### CONSIGNE
Renvoyez mot pour mot le passage de la critique de Clytemnestra ci-dessous, depuis « C’est sur fond » jusqu'à « bien entendu Clytemnestre. » inclus.

DANSE | CRITIQUE

Clytemnestra

PRoxy R. Théobald
@27 Avr 2009

Dramaturgie enchanteresse, trilogie passionnelle… Clytemnestra fut une étape phare ! Cette œuvre mythique qui célébrait son 50è anniversaire a magistralement clôturé le programme de la Martha Graham Dance Company, offrant 2 heures poignantes et vertigineuses de beauté.

C’est sur fond de bleu Klein que la pièce Clytemnestra commence par imposer sa gravité de ton. Pour sûr, la danse ici expressionniste à souhait magnifie le tempérament de feu de son héroïne. Dés les premières minutes, nous voilà propulsés dans les hautes sphères de la dramaturgie Grahamienne !  Féline, vigoureusement technique et surtout théâtrale, la gestuelle nourrie une intensité scénique à couper le souffle. Vertiges des passions les plus improbables… le geste se veut primal et authentique. Disparue en 1991, cette icône de la danse moderne était avant tout un metteur en scène de l’émoi. Laissant un répertoire conséquent de 181 pièces, elle avait revisité les grands mythes grecs : Hérodiade, Jocaste, Médée et bien entendu Clytemnestre.

Anticonformiste et activiste, elle confrontera sa vie durant le puritanisme américain et la complaisance esthétique des codes classiques. Dés 1926, elle crée son école et sa compagnie exclusivement féminine. Combinaisons-pantalons et pieds nus furent désormais de mise ! Les hommes dont Eric Hawkins, devenu plus tard son mari, ne se joindront à la compagnie qu’en 1938. La psychologie masculine, qu’elle stigmatisera délibérément dans ses créations, sera d’ailleurs l’un de ses sujets de prédilection. Inspirée des danses ethniques, indiennes et grecques, elle élabore sa propre technique dont le célèbre « contract/release » (contraction pelvienne) restera l’un des fondamentaux de sa syntaxe gestuelle. Cette zone pelvienne deviendra chez elle le point d’émergence de la ferveur primaire du geste dansé. La théâtralité et la féroce sensualité de Graham sont deux marques de fabrique que des héritiers comme Paul Taylor, Merce Cunningham, Twyla Tharp ou encore Alvin Ailey ont su réviser et conserver.

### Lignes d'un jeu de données
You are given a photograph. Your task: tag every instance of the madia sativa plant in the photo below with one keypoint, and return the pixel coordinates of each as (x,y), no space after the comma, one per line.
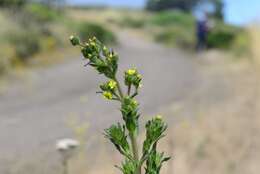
(124,135)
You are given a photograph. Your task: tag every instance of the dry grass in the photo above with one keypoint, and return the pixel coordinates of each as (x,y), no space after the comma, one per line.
(224,137)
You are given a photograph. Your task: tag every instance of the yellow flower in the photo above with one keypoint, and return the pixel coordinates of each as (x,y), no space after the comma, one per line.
(131,71)
(158,117)
(135,102)
(112,84)
(107,95)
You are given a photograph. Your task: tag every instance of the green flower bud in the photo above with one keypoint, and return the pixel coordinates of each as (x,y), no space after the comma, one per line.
(74,40)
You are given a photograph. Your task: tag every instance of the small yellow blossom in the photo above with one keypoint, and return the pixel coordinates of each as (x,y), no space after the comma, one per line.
(135,102)
(93,43)
(158,117)
(107,95)
(131,71)
(105,48)
(112,84)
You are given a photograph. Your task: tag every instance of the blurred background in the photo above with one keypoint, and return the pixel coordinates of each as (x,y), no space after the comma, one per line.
(200,61)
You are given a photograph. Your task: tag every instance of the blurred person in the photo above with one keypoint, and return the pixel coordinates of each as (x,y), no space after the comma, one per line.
(202,30)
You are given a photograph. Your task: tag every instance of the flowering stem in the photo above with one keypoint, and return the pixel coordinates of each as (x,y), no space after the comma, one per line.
(119,88)
(135,151)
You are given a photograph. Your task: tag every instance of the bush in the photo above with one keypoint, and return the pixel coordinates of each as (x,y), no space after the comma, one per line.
(175,17)
(87,30)
(131,22)
(41,12)
(176,36)
(12,3)
(222,36)
(25,44)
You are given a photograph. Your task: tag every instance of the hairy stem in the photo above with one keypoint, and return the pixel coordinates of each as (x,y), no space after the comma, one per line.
(119,89)
(131,135)
(135,151)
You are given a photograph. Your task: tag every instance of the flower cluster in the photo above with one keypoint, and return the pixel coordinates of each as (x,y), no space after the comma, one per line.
(124,135)
(109,90)
(104,60)
(132,77)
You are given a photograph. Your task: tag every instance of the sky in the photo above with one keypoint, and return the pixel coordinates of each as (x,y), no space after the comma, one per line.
(238,12)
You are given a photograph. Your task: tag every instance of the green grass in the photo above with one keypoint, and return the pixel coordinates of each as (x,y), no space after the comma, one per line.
(87,30)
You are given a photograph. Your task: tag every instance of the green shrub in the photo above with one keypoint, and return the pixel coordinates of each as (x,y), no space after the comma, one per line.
(176,36)
(221,37)
(87,30)
(241,44)
(41,12)
(175,17)
(25,44)
(131,22)
(12,3)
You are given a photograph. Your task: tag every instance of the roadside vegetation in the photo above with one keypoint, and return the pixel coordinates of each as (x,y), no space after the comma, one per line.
(32,29)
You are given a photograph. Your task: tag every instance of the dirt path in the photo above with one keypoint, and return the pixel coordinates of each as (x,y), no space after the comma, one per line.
(33,113)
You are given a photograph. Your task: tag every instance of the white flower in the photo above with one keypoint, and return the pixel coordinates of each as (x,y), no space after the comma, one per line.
(66,144)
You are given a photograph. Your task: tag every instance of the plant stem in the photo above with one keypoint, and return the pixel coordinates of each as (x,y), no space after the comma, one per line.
(119,89)
(135,151)
(131,135)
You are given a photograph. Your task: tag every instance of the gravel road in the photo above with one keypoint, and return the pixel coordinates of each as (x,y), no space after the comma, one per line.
(33,112)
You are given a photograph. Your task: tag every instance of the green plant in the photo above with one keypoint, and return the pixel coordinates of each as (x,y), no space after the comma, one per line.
(124,135)
(25,44)
(87,30)
(42,13)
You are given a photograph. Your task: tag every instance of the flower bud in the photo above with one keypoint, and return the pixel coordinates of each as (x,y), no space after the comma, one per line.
(158,117)
(74,40)
(107,95)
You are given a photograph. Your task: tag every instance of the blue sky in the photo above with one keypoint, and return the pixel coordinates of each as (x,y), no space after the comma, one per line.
(237,12)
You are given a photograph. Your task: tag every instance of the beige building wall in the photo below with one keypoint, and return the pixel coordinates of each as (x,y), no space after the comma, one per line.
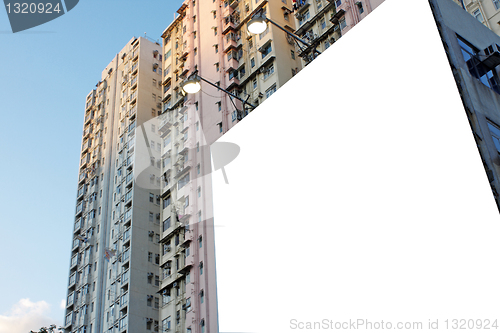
(114,211)
(322,22)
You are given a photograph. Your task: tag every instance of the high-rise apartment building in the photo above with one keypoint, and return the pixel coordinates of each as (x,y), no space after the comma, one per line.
(474,57)
(322,22)
(143,255)
(114,270)
(485,11)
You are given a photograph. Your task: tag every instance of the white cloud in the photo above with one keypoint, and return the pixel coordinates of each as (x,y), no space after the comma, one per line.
(26,315)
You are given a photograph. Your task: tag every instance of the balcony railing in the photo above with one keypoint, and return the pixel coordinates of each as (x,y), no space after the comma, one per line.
(130,176)
(124,299)
(126,234)
(128,196)
(128,214)
(125,276)
(125,255)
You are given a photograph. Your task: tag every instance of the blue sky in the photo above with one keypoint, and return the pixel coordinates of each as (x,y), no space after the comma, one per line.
(46,74)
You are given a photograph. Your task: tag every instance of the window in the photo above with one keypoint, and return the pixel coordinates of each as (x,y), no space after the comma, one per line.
(495,135)
(322,24)
(477,14)
(183,181)
(266,50)
(269,71)
(304,17)
(342,23)
(360,7)
(487,76)
(166,202)
(166,224)
(270,91)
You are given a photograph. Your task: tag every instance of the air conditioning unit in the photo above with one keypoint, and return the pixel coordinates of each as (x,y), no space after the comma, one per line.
(492,49)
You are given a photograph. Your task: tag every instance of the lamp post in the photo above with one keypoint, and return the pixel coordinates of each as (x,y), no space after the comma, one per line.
(258,24)
(193,84)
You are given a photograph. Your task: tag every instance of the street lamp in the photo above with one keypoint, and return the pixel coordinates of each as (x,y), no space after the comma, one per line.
(258,24)
(193,84)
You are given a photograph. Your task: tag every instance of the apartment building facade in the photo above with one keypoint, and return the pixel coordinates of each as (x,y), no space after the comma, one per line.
(485,11)
(114,267)
(322,22)
(474,57)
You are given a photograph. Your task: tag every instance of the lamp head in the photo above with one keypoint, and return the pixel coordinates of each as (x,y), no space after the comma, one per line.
(191,85)
(257,24)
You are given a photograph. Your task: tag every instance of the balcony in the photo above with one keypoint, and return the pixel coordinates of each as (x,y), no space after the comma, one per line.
(75,260)
(81,192)
(70,319)
(128,215)
(72,280)
(129,178)
(233,3)
(128,196)
(76,244)
(126,235)
(166,121)
(125,277)
(79,208)
(189,262)
(72,298)
(123,300)
(125,256)
(231,41)
(230,23)
(78,225)
(133,83)
(132,111)
(122,324)
(232,64)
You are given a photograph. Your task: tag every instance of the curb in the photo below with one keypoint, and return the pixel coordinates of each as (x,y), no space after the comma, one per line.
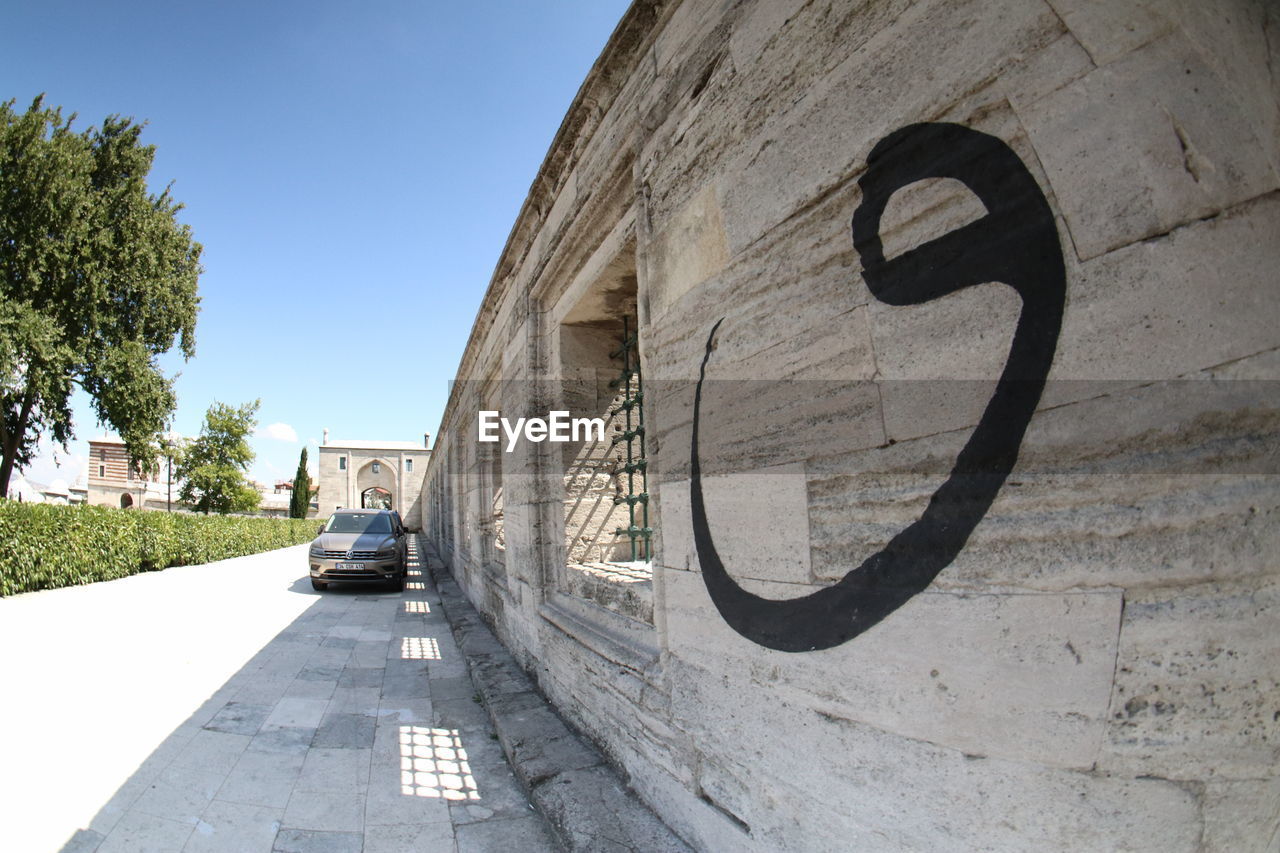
(584,799)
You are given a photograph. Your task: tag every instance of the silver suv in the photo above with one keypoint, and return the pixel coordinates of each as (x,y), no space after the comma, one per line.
(361,546)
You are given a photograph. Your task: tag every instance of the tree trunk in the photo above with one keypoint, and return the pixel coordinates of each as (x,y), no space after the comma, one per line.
(9,443)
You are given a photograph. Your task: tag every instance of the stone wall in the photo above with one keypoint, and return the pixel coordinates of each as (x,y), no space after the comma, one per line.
(910,596)
(346,470)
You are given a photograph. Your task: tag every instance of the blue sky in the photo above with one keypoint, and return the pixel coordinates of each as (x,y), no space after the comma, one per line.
(351,169)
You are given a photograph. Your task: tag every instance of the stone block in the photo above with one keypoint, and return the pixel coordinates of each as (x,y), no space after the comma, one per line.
(689,251)
(812,146)
(1132,155)
(768,533)
(1019,676)
(869,785)
(1111,30)
(593,812)
(1197,680)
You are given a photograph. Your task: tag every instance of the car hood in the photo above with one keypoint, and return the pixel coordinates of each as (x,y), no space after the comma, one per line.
(355,541)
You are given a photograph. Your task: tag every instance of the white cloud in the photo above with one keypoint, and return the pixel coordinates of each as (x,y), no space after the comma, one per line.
(50,463)
(279,432)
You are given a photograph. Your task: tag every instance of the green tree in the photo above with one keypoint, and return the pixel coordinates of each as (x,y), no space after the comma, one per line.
(301,501)
(214,464)
(97,278)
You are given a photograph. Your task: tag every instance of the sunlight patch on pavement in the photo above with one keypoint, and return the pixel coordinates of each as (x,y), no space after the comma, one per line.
(434,763)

### CORRIGÉ
C’est sur fond de bleu Klein que la pièce Clytemnestra commence par imposer sa gravité de ton. Pour sûr, la danse ici expressionniste à souhait magnifie le tempérament de feu de son héroïne. Dés les premières minutes, nous voilà propulsés dans les hautes sphères de la dramaturgie Grahamienne !  Féline, vigoureusement technique et surtout théâtrale, la gestuelle nourrie une intensité scénique à couper le souffle. Vertiges des passions les plus improbables… le geste se veut primal et authentique. Disparue en 1991, cette icône de la danse moderne était avant tout un metteur en scène de l’émoi. Laissant un répertoire conséquent de 181 pièces, elle avait revisité les grands mythes grecs : Hérodiade, Jocaste, Médée et bien entendu Clytemnestre.